Problem details:
Retype all of the records below line by line, keeping every character unchanged.

Data lines:
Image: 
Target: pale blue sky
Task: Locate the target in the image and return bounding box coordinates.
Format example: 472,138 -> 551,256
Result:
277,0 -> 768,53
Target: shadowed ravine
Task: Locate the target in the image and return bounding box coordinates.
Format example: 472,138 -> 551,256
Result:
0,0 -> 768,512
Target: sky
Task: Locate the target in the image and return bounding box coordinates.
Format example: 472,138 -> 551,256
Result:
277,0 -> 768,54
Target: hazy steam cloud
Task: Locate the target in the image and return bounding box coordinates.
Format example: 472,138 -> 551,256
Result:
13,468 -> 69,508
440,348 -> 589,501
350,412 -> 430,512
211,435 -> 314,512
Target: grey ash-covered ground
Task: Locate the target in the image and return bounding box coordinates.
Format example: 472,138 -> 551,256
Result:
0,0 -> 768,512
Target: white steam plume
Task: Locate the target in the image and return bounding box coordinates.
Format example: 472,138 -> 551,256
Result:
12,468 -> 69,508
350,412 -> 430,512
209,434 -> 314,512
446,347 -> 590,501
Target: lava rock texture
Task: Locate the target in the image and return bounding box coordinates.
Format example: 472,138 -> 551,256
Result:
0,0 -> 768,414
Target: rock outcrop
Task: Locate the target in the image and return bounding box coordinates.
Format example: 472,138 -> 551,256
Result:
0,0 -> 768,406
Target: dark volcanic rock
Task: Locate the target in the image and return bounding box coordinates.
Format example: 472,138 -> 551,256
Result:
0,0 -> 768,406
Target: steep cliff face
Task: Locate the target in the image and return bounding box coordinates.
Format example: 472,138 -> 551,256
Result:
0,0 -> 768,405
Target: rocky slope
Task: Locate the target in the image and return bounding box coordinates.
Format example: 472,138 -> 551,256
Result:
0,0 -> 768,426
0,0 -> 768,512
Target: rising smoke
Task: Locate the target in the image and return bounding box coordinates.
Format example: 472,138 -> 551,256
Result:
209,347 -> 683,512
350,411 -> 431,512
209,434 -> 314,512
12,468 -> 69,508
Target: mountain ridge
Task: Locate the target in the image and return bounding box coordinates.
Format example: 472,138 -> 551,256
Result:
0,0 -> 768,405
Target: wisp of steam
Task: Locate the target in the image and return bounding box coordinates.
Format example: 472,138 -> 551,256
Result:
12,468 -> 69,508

Correct result:
Image: 
Target: pale blue sky
Task: Locate the target in the image and return bounding box coordinates.
Format example: 472,138 -> 551,256
Result:
277,0 -> 768,53
Target: shadowed ravine
Task: Locate the target in the image and return bounding box coordinates.
Format example: 472,138 -> 551,256
Result:
0,0 -> 768,512
Target: sky
Task: Locate the target in the image and return bounding box coordinates.
Format example: 472,138 -> 551,256
Result:
277,0 -> 768,54
Target: hazy steam cloud
Task: Locate the target in the image and return bounding box coordinates.
Format example: 472,138 -> 551,256
Result:
13,468 -> 69,508
440,348 -> 589,501
350,412 -> 430,512
211,435 -> 314,512
Target: grey ash-covered ground
Task: Locate the target in the image and return bounding box coordinates.
Format example: 472,138 -> 551,256
Result:
0,0 -> 768,512
Target: white steam plume
Task: Locate the target in the image and return bounding box coordinates.
Format example: 472,138 -> 551,256
Result:
12,468 -> 69,508
350,412 -> 430,512
209,434 -> 314,512
446,347 -> 590,501
Target: lava rock texture
Task: Locate the target in the image and return bounding box coordinates.
Format example: 472,138 -> 551,256
Result:
0,0 -> 768,414
Target: rock outcrop
Task: Locate the target in the image and return bounding box coordinates.
Format example: 472,138 -> 551,256
Result:
0,0 -> 768,406
Target: dark volcanic rock
Task: Locate the target in the image and return bounding box coordinates.
Format example: 472,138 -> 551,256
Result:
0,0 -> 768,406
Target: steep cliff face
Task: Locate the target in the image and return bounding box coordinates.
Format example: 472,138 -> 551,256
Result:
0,0 -> 768,405
Target: rocky slope
Task: Locate the target in the image and return bounding box coordinates.
Format example: 472,138 -> 551,256
Result:
0,0 -> 768,426
0,0 -> 768,512
Target: rising smoke
Task: Locate the target in the image and return bounding box coordinates.
Format example: 472,138 -> 551,256
Result:
209,347 -> 683,512
350,411 -> 431,512
209,434 -> 314,512
12,468 -> 69,508
Target: mountain ridge
Task: Locate the target in the image and return bounding box coordinates.
Format example: 472,138 -> 551,256
Result:
0,0 -> 768,405
Target: wisp of steam
Task: Locate the target in the image and return bounding box coordinates.
Format example: 472,138 -> 551,256
Result:
12,468 -> 69,508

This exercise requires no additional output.